## TASK REQUIREMENTS:
Rewrite all of the rows below, replacing "porch" with "veranda" and keeping everything else the same. Omit the pictures from your answer.

## MATERIAL SHOWN:

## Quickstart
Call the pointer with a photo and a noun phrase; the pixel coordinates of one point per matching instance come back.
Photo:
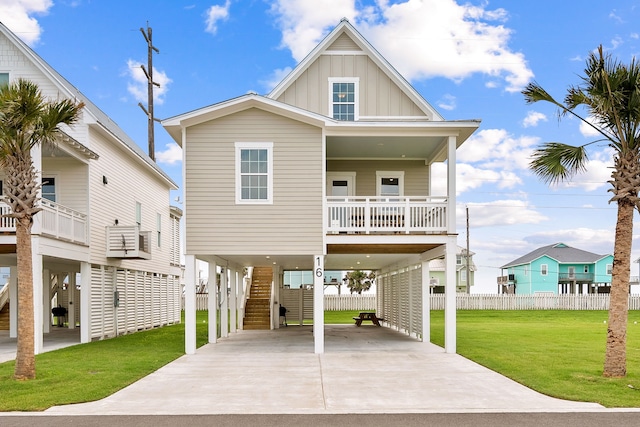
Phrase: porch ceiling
(384, 147)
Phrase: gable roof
(100, 118)
(558, 251)
(346, 36)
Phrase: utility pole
(149, 73)
(468, 257)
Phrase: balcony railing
(576, 277)
(56, 221)
(386, 215)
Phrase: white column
(85, 302)
(38, 295)
(190, 278)
(46, 301)
(451, 186)
(71, 312)
(13, 301)
(224, 302)
(318, 303)
(426, 302)
(233, 303)
(212, 304)
(450, 297)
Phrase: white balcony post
(190, 304)
(318, 303)
(212, 304)
(426, 302)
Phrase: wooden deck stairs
(257, 313)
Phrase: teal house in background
(557, 269)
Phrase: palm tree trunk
(615, 363)
(25, 358)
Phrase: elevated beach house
(331, 170)
(105, 252)
(557, 269)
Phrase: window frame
(239, 147)
(356, 94)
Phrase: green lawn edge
(557, 353)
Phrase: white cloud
(533, 118)
(499, 213)
(137, 85)
(16, 15)
(216, 13)
(422, 39)
(171, 155)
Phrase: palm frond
(555, 162)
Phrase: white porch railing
(386, 214)
(56, 221)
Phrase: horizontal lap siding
(379, 95)
(216, 225)
(416, 174)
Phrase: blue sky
(468, 59)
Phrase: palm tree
(610, 94)
(27, 119)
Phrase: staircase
(257, 312)
(4, 318)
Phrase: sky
(470, 60)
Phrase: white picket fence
(474, 302)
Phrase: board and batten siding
(416, 174)
(379, 95)
(127, 183)
(215, 224)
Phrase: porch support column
(13, 301)
(233, 302)
(190, 304)
(71, 290)
(450, 297)
(85, 302)
(224, 302)
(426, 303)
(46, 301)
(451, 186)
(212, 302)
(318, 304)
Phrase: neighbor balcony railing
(56, 221)
(386, 215)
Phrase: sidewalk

## RESPONSE:
## Quickstart
Call the pointer with a photo and a noun phrase; the pixel coordinates of one point per matching instance come back.
Photo:
Phrase: veranda ceiling
(384, 147)
Phrase: gable roof
(100, 118)
(558, 251)
(346, 36)
Phrase: utility pole
(149, 73)
(468, 257)
Phrase: balcony railing
(576, 277)
(56, 221)
(386, 215)
Phrase: white column
(85, 302)
(38, 295)
(190, 278)
(46, 301)
(451, 186)
(71, 312)
(13, 301)
(224, 302)
(318, 303)
(426, 302)
(233, 303)
(212, 304)
(450, 297)
Phrase: white balcony post
(190, 304)
(318, 303)
(212, 304)
(426, 302)
Phrase: wooden deck stairs
(257, 313)
Phrase: teal house in background
(557, 269)
Phrase: palm tree trunk
(615, 363)
(25, 358)
Phrase: elevated beach house
(331, 170)
(105, 252)
(557, 269)
Phrase: window frame
(239, 147)
(356, 94)
Phrase: green lawn edge
(557, 353)
Phrase: white cloud
(533, 118)
(499, 213)
(137, 85)
(16, 15)
(216, 13)
(422, 39)
(171, 155)
Phrase: palm frond
(555, 162)
Phrase: white veranda railing
(386, 214)
(56, 221)
Phrase: horizontal lap siding
(379, 95)
(216, 225)
(416, 174)
Phrase: blue sky
(468, 59)
Phrase: palm tree
(610, 94)
(27, 119)
Phrase: staircase
(257, 312)
(4, 318)
Phrase: sky
(470, 60)
Phrase: white picket fence
(474, 302)
Phrase: board and batten siding
(416, 174)
(379, 95)
(127, 183)
(215, 224)
Phrase: veranda support column
(13, 301)
(233, 302)
(190, 304)
(71, 290)
(450, 297)
(85, 302)
(224, 302)
(426, 303)
(46, 301)
(451, 186)
(212, 302)
(318, 304)
Phrase: neighbor balcony railing
(56, 221)
(386, 215)
Phrase: sidewalk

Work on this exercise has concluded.